(Records from a data collection)
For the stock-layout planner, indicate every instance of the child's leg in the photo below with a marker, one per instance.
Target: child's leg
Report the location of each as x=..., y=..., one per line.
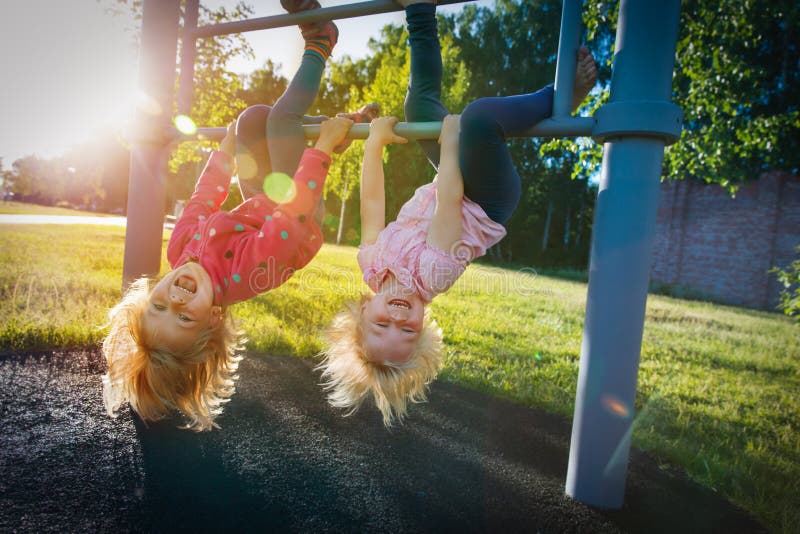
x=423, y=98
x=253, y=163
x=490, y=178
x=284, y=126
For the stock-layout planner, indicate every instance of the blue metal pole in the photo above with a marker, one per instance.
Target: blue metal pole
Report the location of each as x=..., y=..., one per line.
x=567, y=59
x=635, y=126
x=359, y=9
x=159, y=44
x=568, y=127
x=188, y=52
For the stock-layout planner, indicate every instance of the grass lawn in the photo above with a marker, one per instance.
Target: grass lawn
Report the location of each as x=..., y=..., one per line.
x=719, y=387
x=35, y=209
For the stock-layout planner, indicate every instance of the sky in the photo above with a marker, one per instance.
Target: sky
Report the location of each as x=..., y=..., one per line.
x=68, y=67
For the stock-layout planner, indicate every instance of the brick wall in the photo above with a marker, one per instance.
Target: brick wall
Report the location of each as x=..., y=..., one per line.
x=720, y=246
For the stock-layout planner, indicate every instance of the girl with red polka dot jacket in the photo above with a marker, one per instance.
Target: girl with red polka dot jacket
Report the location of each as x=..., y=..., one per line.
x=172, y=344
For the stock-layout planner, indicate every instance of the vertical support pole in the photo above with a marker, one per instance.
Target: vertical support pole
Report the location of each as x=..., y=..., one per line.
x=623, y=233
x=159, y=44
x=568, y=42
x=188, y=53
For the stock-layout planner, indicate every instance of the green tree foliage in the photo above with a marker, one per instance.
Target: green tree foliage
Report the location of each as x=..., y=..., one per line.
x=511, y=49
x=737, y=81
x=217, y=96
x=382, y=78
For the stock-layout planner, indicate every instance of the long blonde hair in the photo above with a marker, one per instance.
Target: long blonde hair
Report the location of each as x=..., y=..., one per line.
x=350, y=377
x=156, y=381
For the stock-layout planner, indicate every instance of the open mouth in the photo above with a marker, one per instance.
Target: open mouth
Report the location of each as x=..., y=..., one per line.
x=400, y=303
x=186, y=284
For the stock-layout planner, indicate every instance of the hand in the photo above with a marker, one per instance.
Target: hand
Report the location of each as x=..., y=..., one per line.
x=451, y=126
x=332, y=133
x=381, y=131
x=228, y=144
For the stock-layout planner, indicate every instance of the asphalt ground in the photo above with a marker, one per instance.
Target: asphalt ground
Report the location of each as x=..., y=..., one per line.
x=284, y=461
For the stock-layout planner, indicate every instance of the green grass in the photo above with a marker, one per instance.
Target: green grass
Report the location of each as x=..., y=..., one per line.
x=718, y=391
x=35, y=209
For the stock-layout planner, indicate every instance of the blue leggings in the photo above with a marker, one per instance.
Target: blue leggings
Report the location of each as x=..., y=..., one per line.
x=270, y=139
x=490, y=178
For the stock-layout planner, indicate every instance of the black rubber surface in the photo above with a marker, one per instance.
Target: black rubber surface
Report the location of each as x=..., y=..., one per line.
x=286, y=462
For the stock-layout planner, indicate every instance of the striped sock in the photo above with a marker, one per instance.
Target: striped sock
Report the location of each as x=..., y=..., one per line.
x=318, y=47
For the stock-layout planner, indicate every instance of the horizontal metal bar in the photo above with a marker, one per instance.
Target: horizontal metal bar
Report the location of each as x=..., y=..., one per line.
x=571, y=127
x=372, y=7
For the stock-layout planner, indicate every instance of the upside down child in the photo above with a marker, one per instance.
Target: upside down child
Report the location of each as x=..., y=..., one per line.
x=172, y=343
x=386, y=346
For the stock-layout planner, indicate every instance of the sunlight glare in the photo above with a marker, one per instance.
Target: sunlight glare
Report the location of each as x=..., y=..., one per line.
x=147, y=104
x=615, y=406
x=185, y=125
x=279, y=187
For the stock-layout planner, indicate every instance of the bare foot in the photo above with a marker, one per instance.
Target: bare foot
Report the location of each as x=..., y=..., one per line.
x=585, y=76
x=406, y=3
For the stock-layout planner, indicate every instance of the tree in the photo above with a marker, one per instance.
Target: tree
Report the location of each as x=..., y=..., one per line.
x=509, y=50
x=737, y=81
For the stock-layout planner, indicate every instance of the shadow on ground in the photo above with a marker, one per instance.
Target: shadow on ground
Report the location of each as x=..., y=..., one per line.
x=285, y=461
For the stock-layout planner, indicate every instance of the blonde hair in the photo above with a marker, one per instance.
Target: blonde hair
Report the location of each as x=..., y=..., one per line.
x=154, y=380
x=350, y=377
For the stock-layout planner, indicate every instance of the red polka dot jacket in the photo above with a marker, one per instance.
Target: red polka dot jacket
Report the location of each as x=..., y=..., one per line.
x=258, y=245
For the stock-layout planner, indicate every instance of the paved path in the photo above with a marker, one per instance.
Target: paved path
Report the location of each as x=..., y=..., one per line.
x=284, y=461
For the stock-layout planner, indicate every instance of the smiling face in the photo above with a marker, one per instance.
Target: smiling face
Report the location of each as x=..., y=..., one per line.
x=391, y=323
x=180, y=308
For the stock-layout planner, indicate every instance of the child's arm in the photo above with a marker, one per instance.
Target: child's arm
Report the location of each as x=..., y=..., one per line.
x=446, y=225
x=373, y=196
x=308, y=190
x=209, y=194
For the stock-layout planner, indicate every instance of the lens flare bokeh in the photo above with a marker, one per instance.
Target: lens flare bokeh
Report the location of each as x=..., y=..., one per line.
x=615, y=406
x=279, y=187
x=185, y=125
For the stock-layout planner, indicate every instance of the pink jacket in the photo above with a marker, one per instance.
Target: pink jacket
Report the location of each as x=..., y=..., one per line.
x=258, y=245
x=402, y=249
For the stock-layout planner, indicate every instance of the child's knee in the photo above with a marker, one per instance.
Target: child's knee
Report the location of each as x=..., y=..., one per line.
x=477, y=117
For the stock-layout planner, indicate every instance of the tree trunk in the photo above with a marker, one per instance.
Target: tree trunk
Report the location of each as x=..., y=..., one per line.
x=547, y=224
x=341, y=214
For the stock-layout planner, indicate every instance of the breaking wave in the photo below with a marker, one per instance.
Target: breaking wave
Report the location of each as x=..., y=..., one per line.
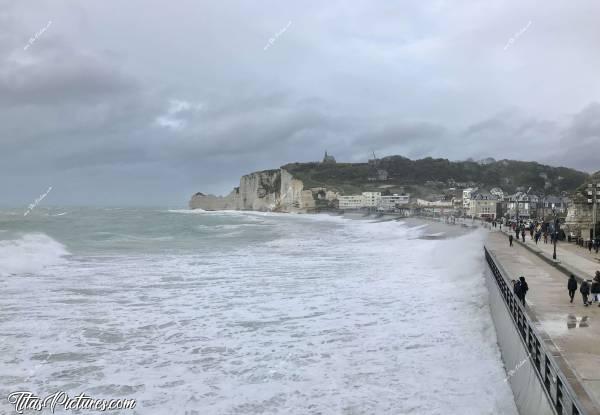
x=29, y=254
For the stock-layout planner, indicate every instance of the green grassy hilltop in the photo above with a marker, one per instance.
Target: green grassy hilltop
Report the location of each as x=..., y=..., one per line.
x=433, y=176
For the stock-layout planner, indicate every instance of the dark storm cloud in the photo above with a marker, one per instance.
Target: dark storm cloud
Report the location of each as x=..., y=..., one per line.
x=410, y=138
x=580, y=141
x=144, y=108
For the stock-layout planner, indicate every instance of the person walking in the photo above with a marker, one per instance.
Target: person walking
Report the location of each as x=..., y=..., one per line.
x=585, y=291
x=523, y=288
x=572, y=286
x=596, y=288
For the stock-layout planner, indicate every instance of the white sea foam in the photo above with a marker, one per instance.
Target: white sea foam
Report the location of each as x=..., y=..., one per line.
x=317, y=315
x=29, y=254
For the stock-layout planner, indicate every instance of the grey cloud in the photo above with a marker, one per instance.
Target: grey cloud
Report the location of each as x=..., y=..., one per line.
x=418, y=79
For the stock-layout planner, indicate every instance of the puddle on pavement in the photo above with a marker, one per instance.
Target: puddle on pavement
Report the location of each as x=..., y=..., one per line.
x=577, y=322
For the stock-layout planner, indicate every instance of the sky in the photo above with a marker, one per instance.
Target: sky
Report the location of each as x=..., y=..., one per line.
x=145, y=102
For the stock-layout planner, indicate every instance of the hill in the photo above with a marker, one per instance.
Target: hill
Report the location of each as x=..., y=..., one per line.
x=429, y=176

◆ Aim of the task ◆
Write out the data word for word, with every picture dropped.

◆ Written response ◆
For the stock-layout planner, indicate every instance of the child's leg in the photo below with a marker, one per instance.
Target: child's leg
Report the location of each as x=..., y=..., one per line.
x=423, y=98
x=253, y=163
x=490, y=178
x=284, y=126
For the stock-layout planner, indicate every instance of the blue metal pole in the photo above with a marker, one per instance.
Target: blue metal pole
Report the location of each as x=..., y=..., one per line.
x=567, y=59
x=635, y=126
x=359, y=9
x=159, y=44
x=568, y=127
x=188, y=52
For the stock-layout planner, indicate every instance of the grass lawn in the photo above with a marker, one per instance.
Target: grass lawn
Report the location of each as x=..., y=..., one per line.
x=719, y=387
x=35, y=209
For the stock-layout planner, indicate every instance of the sky in the photo above with a marker, one per instance.
Target: sky
Report the location of each as x=..., y=..., one per line.
x=68, y=67
For the stock-layout planner, indicate every instance of the brick wall in the photo above with a marker, one per instance.
Target: brick wall
Report the location of each as x=..., y=..., one per line.
x=720, y=246
For the stock-layout planner, indicate every instance of the girl with red polka dot jacket in the photo above with a marker, one per instance.
Target: girl with red polka dot jacket
Report the location of each as x=..., y=..., one per line.
x=172, y=344
For the stock-layout planner, indicate every instance of the vertical support pole in the photo above with a marker, one per instance.
Target: vertical support pole
Report the location of each as x=..., y=..., one per line.
x=623, y=233
x=159, y=44
x=568, y=42
x=188, y=53
For the stock-layout planner, indicate every instance of the green tree foliage in the photo above with a marker, one per instance.
Target: green tree foliage
Report the location of each as x=..., y=..., one per line.
x=511, y=49
x=737, y=81
x=217, y=96
x=382, y=78
For the stock-layout planner, indicate every instance of the long blonde hair in the photo above with a marker, one per instance.
Target: long blonde hair
Report the location of each as x=..., y=..., one per line.
x=350, y=377
x=156, y=381
For the stock-layout planner, indicate every instance of the open mouth in the photo above with a marker, one per instance.
Target: open mouth
Report the location of each as x=..., y=..., one per line.
x=400, y=303
x=186, y=284
For the stock-layout planner, indicate every instance of the hand in the photo above with a marker, one per instance.
Target: hand
Report the location of each as x=..., y=..., one per line.
x=451, y=126
x=332, y=133
x=381, y=131
x=228, y=144
For the stock-layout planner, indicate every instance of the asphalt ground in the photo above with a marker, one per instance.
Target: asphalt ground
Report the location of each as x=..., y=..., one per line.
x=284, y=461
For the stock-layout planner, indicate every instance of the green grass in the photo above with a marker, one per instance.
Target: green grass
Report the location of each as x=..., y=..., one per line.
x=718, y=391
x=35, y=209
For the stock-layout planner, indicate every instance of the blue leggings in the photo above with a marker, one per instance.
Target: blue leggings
Report the location of each as x=..., y=..., one per line.
x=270, y=139
x=490, y=178
For the stock-layout planner, indicate every instance of the black rubber surface in the photo above with a marker, one per instance.
Target: black rubber surface
Report the location of each as x=..., y=..., one per line.
x=286, y=462
For the stock-layout planner, indicate every instance of the striped sock in the photo above with a marker, one per instance.
Target: striped sock
Report the location of each as x=..., y=..., one per line.
x=318, y=47
For the stock-layout planner, indicate every instance of the horizontal metal bar in the photo above with a marker, one per instance.
Target: horizontal metal bar
Report the location of each as x=..., y=..., one per line.
x=571, y=127
x=372, y=7
For the stock-layout planner, indicate every instance of the upside down child in the photo above with a marker, one per instance.
Target: upside down child
Report the location of each as x=..., y=..., one per line.
x=172, y=343
x=386, y=346
For the stock-layout planner, indicate every instance of the sunlight glare in the photo above with a marker, one per instance.
Target: sunlight glare
Report the location of each as x=..., y=..., one per line.
x=147, y=104
x=615, y=406
x=185, y=125
x=279, y=187
For the stock-layout planner, indicate every instance of the bare foot in the photo above with a marker, one per instance.
Target: bare foot
Report the location of each as x=..., y=..., one per line.
x=585, y=76
x=406, y=3
For the stock-layout planner, indicate every instance of the tree in the photo above with a marker, one per instance.
Target: tree
Report the location of each as x=..., y=..., one per line.
x=509, y=50
x=737, y=81
For the stock-layout planner, indicate every instance of the shadow on ground in the photo above with a marker, one per instance.
Target: shadow on ground
Report the location of each as x=..., y=..., one per line.
x=285, y=461
For the stock-layout planner, indicate every instance of the blonde hair in the photo above with a marker, one per instance.
Target: blonde hair
Report the location of each as x=..., y=..., one per line.
x=154, y=380
x=350, y=377
For the stock-layout planner, indicate every instance of the red polka dot jacket in the photo above with a marker, one per instance.
Target: red polka dot jacket
Report the location of each as x=..., y=..., one per line.
x=258, y=245
For the stock-layout planner, indicate every instance of the paved path in the photo above with a marker, one per instance.
Target: paved path
Report the location of each as x=..., y=..., one per line.
x=284, y=461
For the stock-layout planner, indicate every instance of the smiling face in the photo above with a marker, one per instance.
Target: smiling face
Report the location of each as x=..., y=..., one per line.
x=391, y=323
x=180, y=308
For the stock-layout planner, indicate every instance of the child's arm in the photo above with a marker, one per instance.
Target: child's arm
Report the location of each as x=..., y=..., one per line.
x=446, y=225
x=373, y=196
x=308, y=190
x=209, y=194
For the stock-layout planner, indicate every instance of the lens flare bokeh in the photo above with a marker, one per instance.
Target: lens flare bokeh
Report the location of each as x=..., y=..., one per line.
x=615, y=406
x=279, y=187
x=185, y=125
For the stock-layout planner, indicate every instance of the pink jacket in the photo above with a marker, one per instance.
Target: pink jacket
Report the location of each as x=..., y=..., one per line.
x=258, y=245
x=402, y=249
For the stock-layout planner, indicate every instance of the child's knee in the photo above with a marker, one per instance.
Target: child's knee
Report the location of each as x=..., y=..., one per line.
x=477, y=117
For the stock-layout planner, indicate every instance of the tree trunk in the photo above with a marker, one per instance.
Target: tree trunk
Report the location of each as x=..., y=..., one per line.
x=547, y=224
x=341, y=214
For the stock-layout planner, indicate every instance of the breaking wave in the photo below with a marker, one per instance.
Target: breaking wave
Report the location of each as x=..., y=..., one per line.
x=29, y=254
For the stock-layout planner, indicate every instance of the green grassy hilltop in the photo above with a marker, one per instance.
Target: green grassy hilltop
Report the location of each as x=..., y=..., one per line.
x=433, y=176
For the stock-layout planner, indicate every instance of the dark storm cloud in the photo above with a marker, one per instance.
Target: dark storm cloud
Report the location of each as x=..., y=..., one per line.
x=410, y=138
x=580, y=141
x=144, y=108
For the stock-layout planner, indicate every instance of the person walking in the photo above with a marker, one per instance.
Target: person walking
Report the location of each as x=..., y=..., one per line.
x=585, y=291
x=523, y=288
x=572, y=286
x=596, y=288
For the stock-layout planner, indicate every instance of the white sea foam in the photo above with a marker, one per instance.
Target: white sea foam
Report the location of each as x=..., y=..., one per line.
x=317, y=315
x=29, y=254
For the stock-layout planner, indicate every instance of the grey cloud in the photo above with a marker, one per instance.
Target: grey cloud
Report the location of each as x=..., y=..., one per line.
x=418, y=79
For the stock-layout planner, indicate every instance of the puddle on pavement in the photo above with a marker, one per instance.
Target: puddle on pavement
Report the location of each as x=..., y=..., one per line.
x=577, y=322
For the stock-layout planner, indicate every instance of the sky in the photo above with a marker, one per instance.
Target: sky
Report the location of each as x=..., y=..., one per line.
x=145, y=102
For the stock-layout planner, indicate every instance of the hill in the photo above with a marker, one per instance.
Target: hill
Report the location of each as x=..., y=..., one per line.
x=429, y=176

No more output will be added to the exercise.